▶ **Stated task**:
Repeat verbatim the lines of the data below, beginning with the line containing "task: segment each instance of the wooden counter" and continuing to the end.

▶ **Input for this task**:
┏━━

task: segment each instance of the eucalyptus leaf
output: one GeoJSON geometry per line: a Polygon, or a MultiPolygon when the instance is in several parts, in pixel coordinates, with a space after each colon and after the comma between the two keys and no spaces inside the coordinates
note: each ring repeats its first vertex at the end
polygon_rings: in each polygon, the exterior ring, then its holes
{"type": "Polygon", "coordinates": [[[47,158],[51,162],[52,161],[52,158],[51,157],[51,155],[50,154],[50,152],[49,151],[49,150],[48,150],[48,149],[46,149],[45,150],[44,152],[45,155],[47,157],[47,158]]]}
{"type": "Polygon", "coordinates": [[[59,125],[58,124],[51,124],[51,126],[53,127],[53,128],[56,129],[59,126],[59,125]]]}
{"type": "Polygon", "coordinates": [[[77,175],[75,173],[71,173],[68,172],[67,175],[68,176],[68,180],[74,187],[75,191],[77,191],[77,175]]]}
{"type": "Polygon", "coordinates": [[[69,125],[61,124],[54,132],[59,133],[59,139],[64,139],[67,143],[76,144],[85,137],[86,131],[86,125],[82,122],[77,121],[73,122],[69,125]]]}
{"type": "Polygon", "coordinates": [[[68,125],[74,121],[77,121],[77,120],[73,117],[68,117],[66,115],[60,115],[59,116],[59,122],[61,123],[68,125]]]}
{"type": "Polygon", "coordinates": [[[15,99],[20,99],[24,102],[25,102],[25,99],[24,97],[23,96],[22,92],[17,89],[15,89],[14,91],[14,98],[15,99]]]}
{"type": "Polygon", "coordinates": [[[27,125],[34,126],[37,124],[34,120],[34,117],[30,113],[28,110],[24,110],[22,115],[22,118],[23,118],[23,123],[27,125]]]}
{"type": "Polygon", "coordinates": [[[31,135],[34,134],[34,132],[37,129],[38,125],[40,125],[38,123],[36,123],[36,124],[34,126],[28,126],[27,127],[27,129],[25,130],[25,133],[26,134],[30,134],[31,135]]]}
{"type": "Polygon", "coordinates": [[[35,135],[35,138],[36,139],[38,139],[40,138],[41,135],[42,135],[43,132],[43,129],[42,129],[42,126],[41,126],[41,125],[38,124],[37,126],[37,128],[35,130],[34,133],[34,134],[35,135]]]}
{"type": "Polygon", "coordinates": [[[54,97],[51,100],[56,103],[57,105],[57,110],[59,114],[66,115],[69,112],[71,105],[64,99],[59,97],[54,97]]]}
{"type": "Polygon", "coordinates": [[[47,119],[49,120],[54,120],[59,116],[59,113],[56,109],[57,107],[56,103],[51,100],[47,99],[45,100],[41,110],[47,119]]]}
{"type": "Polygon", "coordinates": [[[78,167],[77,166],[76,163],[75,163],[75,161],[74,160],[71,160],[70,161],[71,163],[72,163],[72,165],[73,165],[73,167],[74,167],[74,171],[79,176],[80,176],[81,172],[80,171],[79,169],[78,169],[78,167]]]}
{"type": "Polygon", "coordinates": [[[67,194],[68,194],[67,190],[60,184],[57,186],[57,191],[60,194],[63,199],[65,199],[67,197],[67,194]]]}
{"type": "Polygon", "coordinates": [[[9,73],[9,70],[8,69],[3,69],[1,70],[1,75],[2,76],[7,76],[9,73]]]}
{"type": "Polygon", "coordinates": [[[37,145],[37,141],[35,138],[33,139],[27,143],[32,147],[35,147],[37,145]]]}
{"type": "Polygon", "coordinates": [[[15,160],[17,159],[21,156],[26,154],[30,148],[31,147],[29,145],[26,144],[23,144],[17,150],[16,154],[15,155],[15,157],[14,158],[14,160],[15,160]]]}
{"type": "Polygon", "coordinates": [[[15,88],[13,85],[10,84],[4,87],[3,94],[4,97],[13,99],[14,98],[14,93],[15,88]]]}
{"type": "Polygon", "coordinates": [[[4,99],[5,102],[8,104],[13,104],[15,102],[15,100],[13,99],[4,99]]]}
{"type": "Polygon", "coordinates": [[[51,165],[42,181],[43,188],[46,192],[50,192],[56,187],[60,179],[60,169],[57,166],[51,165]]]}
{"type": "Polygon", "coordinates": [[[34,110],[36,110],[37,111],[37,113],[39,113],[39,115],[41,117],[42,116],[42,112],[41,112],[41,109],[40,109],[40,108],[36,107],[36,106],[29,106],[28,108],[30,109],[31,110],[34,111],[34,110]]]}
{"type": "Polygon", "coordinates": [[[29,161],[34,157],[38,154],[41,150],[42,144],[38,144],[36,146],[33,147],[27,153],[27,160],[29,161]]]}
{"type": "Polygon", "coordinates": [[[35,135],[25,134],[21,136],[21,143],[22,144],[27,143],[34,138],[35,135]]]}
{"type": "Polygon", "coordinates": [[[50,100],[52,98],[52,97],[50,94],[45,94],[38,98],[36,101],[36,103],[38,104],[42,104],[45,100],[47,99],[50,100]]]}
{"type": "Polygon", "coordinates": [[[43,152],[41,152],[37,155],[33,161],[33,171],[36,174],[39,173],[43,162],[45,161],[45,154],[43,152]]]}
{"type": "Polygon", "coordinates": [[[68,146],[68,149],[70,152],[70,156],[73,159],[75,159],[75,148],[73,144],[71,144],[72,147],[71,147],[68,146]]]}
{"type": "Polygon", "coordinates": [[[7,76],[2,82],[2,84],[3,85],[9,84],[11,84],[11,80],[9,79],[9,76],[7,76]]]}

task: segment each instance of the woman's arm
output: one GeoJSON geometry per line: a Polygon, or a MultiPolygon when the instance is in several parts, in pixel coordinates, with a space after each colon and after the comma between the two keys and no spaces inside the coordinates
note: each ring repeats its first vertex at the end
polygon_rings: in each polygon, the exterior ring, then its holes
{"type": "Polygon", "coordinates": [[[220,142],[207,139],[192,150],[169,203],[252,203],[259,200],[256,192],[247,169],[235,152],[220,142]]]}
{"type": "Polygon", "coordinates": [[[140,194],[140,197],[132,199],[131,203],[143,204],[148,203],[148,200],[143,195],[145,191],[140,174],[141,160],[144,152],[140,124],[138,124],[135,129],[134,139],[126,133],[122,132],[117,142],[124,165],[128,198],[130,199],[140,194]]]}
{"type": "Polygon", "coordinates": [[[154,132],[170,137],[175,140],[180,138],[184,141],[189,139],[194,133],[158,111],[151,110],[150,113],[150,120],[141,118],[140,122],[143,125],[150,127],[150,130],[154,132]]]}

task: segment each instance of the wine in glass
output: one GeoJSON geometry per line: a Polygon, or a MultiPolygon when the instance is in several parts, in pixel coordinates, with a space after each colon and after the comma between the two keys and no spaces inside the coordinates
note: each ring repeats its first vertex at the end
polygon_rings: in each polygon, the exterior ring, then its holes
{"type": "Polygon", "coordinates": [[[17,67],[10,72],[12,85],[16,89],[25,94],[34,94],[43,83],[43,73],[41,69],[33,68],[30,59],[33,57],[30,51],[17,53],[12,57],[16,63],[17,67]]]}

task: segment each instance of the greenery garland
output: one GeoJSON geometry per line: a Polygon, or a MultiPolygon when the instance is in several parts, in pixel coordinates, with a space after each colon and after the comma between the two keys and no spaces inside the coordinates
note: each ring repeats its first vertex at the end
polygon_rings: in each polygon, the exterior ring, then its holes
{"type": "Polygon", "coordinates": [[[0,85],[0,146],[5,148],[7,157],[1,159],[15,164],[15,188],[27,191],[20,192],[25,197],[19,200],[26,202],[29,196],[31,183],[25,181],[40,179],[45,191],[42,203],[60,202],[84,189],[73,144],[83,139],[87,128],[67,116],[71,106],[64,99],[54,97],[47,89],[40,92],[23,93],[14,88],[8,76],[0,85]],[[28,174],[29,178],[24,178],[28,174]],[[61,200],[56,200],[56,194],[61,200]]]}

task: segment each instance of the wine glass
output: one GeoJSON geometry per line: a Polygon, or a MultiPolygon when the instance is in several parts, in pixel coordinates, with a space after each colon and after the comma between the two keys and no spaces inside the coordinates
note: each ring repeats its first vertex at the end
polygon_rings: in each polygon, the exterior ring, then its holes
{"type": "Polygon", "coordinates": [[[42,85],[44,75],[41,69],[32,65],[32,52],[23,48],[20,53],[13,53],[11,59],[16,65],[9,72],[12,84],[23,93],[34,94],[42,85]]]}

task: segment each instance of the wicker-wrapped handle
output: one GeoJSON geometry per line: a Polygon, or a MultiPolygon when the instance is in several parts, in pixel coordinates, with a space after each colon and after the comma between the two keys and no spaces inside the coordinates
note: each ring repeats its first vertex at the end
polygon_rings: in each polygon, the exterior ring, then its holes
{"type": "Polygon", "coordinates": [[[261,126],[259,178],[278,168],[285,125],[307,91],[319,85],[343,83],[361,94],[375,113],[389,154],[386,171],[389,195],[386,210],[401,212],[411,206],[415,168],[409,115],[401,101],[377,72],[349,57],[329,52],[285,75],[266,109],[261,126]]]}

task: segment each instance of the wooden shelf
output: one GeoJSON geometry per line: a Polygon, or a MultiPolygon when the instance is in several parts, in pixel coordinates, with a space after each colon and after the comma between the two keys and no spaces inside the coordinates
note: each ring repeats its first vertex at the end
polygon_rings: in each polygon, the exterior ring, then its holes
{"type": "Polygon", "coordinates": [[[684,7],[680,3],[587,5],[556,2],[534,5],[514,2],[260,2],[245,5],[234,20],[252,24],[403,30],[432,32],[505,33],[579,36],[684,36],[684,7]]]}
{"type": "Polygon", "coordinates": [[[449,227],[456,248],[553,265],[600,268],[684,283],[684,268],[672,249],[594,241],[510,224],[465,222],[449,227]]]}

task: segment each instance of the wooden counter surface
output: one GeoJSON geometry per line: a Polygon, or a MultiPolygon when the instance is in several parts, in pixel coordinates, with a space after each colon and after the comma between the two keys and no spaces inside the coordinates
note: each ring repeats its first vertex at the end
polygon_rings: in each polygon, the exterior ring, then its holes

┗━━

▶ **Result of the task**:
task: segment each instance of the wooden counter surface
output: one GeoJSON geometry per line: a Polygon, or a MultiPolygon when the instance is in several parts, in pixel coordinates, with a space after each colon and after the comma between the two keys and no spaces inside the coordinates
note: each ring repeats its first vertex at the end
polygon_rings: in each polygon, the exterior ring, then its holes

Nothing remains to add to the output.